● **Problem statement**:
Return, from the data that follows, each line that holds the word "black".

[Start of section]

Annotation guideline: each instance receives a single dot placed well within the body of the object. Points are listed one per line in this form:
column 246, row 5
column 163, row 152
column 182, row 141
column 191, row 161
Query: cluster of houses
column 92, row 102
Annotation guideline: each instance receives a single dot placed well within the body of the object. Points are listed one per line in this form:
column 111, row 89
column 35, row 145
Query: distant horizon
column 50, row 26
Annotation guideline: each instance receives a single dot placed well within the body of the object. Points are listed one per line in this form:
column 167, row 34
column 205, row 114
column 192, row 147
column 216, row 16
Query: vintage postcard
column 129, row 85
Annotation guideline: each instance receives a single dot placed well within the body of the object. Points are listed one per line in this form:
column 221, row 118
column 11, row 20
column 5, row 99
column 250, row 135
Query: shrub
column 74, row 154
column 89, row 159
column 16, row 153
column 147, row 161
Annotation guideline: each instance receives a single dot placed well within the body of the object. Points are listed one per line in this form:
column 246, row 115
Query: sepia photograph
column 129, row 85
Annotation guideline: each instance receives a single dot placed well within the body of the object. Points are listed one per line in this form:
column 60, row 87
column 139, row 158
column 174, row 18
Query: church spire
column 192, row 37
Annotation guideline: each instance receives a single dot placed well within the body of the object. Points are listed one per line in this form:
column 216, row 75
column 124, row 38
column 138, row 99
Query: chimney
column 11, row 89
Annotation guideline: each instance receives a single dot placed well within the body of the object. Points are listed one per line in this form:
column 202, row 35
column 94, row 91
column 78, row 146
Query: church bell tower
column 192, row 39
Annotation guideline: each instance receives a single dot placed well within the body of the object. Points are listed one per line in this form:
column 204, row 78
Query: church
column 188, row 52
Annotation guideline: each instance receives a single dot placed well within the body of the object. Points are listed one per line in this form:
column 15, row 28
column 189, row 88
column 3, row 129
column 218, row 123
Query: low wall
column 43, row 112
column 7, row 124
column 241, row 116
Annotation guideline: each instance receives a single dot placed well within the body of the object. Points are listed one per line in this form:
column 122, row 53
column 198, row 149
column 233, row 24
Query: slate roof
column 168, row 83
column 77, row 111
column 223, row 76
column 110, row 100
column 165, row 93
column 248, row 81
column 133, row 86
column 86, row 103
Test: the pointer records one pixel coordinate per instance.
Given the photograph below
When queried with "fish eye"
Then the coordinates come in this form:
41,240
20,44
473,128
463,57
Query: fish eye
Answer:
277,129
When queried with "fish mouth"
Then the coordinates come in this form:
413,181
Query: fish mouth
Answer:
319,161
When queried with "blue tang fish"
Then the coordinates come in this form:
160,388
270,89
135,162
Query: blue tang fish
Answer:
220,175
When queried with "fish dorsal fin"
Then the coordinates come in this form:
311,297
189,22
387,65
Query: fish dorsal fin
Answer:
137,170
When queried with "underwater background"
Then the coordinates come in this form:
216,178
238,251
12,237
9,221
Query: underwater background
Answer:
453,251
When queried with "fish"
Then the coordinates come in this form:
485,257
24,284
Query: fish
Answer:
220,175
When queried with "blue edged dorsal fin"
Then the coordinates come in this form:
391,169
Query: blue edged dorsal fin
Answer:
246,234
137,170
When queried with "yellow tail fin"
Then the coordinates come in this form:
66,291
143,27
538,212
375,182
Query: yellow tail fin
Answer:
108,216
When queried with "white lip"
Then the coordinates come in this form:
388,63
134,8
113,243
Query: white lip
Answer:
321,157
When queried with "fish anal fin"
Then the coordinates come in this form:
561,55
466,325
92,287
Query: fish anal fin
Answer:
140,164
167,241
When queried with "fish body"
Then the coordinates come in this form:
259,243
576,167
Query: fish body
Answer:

[End of section]
[Start of section]

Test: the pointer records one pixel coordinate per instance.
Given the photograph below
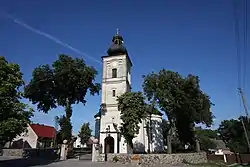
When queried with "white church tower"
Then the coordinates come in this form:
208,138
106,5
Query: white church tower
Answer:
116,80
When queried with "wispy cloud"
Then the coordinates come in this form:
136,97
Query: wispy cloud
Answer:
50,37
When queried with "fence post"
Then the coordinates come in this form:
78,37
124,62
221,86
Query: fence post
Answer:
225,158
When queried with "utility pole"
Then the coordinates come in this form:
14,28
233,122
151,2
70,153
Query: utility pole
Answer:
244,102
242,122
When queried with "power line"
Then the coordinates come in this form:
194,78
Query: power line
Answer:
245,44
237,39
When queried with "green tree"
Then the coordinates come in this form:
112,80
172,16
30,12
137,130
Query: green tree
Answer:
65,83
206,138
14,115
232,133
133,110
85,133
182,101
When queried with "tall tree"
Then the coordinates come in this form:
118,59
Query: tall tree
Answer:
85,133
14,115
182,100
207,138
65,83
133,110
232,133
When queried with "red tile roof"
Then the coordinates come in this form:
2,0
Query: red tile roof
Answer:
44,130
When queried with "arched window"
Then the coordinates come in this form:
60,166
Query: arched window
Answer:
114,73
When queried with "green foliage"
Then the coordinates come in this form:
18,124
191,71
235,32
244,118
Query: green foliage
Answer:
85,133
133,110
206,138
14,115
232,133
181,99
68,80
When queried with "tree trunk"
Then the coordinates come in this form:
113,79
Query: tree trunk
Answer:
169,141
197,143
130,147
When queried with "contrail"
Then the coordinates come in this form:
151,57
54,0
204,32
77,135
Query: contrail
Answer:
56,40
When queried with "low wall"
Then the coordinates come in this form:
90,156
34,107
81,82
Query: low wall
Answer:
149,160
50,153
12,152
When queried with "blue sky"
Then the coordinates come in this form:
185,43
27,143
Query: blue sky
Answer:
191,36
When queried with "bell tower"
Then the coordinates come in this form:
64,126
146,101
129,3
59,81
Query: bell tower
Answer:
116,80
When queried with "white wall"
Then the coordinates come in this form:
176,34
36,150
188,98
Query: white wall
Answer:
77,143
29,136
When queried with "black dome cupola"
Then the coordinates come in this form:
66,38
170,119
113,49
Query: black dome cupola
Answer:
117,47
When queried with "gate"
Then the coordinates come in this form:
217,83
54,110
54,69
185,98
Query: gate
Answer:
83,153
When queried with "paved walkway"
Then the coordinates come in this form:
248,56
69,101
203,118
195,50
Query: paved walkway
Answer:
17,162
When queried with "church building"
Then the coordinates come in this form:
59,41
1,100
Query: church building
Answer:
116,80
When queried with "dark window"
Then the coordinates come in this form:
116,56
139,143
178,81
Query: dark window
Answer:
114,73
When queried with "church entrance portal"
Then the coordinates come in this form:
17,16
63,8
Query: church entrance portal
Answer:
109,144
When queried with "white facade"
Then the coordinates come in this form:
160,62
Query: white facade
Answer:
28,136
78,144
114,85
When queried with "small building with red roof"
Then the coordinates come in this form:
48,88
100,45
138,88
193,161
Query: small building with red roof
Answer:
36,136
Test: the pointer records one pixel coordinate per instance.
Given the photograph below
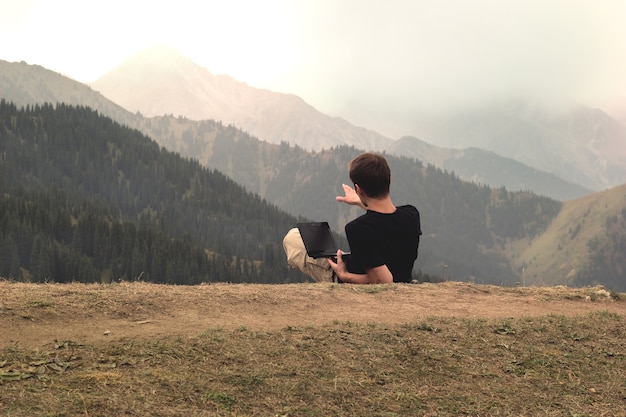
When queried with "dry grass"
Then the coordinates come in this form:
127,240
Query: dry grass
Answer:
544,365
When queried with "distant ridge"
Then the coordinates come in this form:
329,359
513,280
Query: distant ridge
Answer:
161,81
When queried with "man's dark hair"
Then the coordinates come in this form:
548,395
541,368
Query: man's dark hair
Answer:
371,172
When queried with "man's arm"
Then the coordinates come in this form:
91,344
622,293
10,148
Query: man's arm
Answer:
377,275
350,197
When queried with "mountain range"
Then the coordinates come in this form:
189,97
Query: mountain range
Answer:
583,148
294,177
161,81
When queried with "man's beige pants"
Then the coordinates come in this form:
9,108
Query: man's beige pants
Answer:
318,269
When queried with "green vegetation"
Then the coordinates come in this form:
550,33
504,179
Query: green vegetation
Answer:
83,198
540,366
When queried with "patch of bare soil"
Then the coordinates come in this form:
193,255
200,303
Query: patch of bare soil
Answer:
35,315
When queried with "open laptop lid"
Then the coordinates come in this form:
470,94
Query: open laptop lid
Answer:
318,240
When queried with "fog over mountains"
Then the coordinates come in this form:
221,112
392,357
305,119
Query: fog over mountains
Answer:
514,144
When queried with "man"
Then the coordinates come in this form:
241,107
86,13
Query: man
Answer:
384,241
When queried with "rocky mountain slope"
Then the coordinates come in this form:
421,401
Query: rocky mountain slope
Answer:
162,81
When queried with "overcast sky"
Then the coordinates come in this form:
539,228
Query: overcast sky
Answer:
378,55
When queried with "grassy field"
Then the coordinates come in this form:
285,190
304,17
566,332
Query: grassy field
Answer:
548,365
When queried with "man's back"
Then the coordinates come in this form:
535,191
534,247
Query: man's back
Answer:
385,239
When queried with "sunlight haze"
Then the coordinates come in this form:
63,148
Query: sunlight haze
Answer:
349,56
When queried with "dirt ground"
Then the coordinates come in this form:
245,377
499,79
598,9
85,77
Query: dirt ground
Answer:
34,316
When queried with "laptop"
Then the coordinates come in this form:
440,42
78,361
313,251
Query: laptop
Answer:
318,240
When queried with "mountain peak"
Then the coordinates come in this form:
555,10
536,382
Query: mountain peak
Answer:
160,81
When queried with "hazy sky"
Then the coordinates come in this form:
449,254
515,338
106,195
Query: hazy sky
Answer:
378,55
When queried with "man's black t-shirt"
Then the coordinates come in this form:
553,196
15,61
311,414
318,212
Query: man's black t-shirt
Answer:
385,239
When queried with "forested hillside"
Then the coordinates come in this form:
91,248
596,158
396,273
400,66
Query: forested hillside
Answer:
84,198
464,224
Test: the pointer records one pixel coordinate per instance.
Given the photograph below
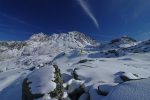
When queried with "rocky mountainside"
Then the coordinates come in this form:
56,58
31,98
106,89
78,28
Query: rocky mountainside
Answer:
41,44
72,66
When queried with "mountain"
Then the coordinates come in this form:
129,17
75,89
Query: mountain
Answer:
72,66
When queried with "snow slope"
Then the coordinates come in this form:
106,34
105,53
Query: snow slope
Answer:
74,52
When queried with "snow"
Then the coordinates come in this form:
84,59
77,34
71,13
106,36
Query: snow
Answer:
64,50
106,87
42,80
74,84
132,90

[End of section]
[Start of section]

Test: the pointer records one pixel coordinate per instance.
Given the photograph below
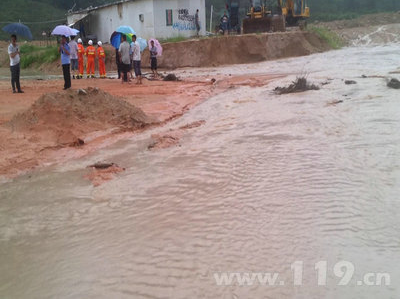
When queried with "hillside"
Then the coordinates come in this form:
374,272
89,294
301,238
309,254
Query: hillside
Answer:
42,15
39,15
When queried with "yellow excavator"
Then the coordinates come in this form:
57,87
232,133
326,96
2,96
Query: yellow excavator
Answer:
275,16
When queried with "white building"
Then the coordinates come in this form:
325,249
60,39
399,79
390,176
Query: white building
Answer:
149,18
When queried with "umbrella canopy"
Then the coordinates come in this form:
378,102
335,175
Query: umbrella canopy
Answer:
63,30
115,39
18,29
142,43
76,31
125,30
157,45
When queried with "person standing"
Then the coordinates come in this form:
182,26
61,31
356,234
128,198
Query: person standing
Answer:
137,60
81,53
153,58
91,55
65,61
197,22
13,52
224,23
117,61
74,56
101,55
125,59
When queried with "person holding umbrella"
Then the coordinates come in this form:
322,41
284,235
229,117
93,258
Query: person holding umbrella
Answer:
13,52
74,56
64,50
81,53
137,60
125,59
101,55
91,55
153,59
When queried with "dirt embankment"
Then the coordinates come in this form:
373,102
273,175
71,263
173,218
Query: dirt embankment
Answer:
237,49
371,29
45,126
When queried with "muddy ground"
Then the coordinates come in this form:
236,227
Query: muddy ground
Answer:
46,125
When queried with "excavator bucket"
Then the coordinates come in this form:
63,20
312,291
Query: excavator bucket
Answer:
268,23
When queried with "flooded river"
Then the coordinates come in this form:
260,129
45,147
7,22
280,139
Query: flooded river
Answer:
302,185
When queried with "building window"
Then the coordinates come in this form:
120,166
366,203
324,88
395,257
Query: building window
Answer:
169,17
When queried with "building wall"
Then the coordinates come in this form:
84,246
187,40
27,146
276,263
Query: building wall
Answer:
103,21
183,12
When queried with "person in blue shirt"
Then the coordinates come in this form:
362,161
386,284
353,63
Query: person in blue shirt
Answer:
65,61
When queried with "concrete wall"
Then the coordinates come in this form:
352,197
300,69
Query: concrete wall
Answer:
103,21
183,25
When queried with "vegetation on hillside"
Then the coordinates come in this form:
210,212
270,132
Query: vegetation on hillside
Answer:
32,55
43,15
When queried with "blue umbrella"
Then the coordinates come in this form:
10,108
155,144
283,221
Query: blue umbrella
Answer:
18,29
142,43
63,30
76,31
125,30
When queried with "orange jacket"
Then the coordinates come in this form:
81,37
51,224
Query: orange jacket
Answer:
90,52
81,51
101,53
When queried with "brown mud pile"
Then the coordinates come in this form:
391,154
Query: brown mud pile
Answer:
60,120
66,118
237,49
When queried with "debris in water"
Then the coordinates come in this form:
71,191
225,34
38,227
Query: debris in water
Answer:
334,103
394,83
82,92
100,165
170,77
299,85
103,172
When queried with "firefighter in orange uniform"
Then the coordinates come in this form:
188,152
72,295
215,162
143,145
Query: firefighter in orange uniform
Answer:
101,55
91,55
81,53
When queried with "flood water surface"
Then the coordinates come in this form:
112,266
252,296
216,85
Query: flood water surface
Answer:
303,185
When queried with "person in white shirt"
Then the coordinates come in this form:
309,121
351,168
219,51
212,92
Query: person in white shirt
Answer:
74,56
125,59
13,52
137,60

[End of section]

● **Task answer**:
When queried with "black dome cupola"
Query: black dome cupola
When queried with "man's black t-shirt"
Query: man's black t-shirt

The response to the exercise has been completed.